Dataset records on where objects are located:
* Start *

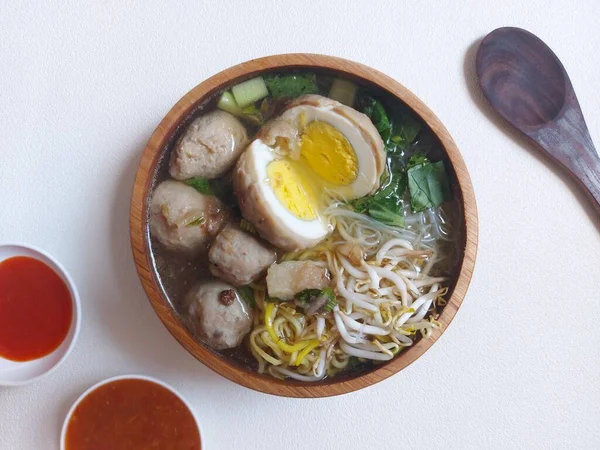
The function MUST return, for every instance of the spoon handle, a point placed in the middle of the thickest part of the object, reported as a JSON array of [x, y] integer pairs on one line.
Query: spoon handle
[[568, 140]]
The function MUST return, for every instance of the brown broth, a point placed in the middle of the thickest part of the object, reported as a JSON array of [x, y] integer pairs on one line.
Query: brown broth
[[177, 273]]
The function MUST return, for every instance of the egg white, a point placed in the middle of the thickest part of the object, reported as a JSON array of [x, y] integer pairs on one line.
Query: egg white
[[259, 156]]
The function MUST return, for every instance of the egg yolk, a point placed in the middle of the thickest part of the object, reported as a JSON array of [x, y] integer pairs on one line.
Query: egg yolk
[[329, 154], [292, 189]]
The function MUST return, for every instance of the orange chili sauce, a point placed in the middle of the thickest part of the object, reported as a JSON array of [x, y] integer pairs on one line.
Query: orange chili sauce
[[132, 414], [36, 309]]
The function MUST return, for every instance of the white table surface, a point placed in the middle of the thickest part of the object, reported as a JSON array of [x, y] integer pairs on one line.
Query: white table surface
[[83, 87]]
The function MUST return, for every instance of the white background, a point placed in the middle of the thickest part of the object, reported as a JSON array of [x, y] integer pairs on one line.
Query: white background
[[84, 84]]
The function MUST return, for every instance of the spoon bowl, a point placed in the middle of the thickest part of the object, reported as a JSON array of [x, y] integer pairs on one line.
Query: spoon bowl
[[525, 82]]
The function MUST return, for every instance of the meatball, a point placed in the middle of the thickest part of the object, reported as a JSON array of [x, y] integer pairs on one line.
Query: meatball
[[183, 219], [220, 316], [286, 279], [209, 147], [239, 257]]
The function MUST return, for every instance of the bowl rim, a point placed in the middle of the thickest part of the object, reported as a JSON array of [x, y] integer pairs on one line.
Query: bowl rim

* End *

__What to produce__: Reproduce every one of the lines above word for word, and omit the picture from your answer.

__Solution to the problem__:
The function MUST return, for every instance of the spoon handle, a point placed in the middle of the thickest part of the object, reported as a JSON array of [x, y] integer pairs on one line.
Query: spoon handle
[[568, 140]]
The function MUST return, for every instance of the brown broth, a point placed in the middle of the thickest part of the object, reported as a JSON array of [x, y] integer pairs on one line.
Query: brown broth
[[177, 273]]
The function MUST return, for every instance of the egg white, a point placed in the middle of the thickest part of the object, reported as a JSON array of [x, y] integer pairs on one line.
Query: egg white
[[259, 156]]
The function MUST return, for every instance of the egg yolk, a point placed in the middle of the thickest part of the object, reported as a JSON array of [x, y] integer pairs on one line.
Query: egg yolk
[[329, 154], [292, 189]]
The function MUST return, for every instance of the orange chili sauce, a point placed in the middle of the thickest part of the object, reported as a JSON array of [x, y] integer pairs on one line.
Query: orange chili sauce
[[132, 414], [36, 309]]
The function MUST return, for every instance of the white table surface, a point placed in the middle of the thickest part of the object, reported as a JSON array of [x, y] integer pairs on one line.
Query: white table surface
[[83, 87]]
The function MUST return, for every instance of the white background, a point placed in the middle of the thickest part of the object, reported as a JSON array of [x, y] integer pairs on one line.
Query: white background
[[84, 84]]
The function MUST return, for every instance of the spoon bowl, a point placed in the middle of the thickest part of the object, reported as a JSON array of [x, y] integer pairs on one line.
Query: spoon bowl
[[525, 82]]
The function MUST return, for every instance of the meatball, a point placed in the middle of the thickest part of the object, reported as a JSON array of [x, y] integer pairs on one line.
Query: meatball
[[183, 219], [220, 316], [286, 279], [209, 147], [239, 257]]
The function MUST return, for every instance of the bowl rim, a point placed in the middle of the thickest part of the object, reported as a JSON array of [x, y] integer pairs on one line.
Query: bowl rim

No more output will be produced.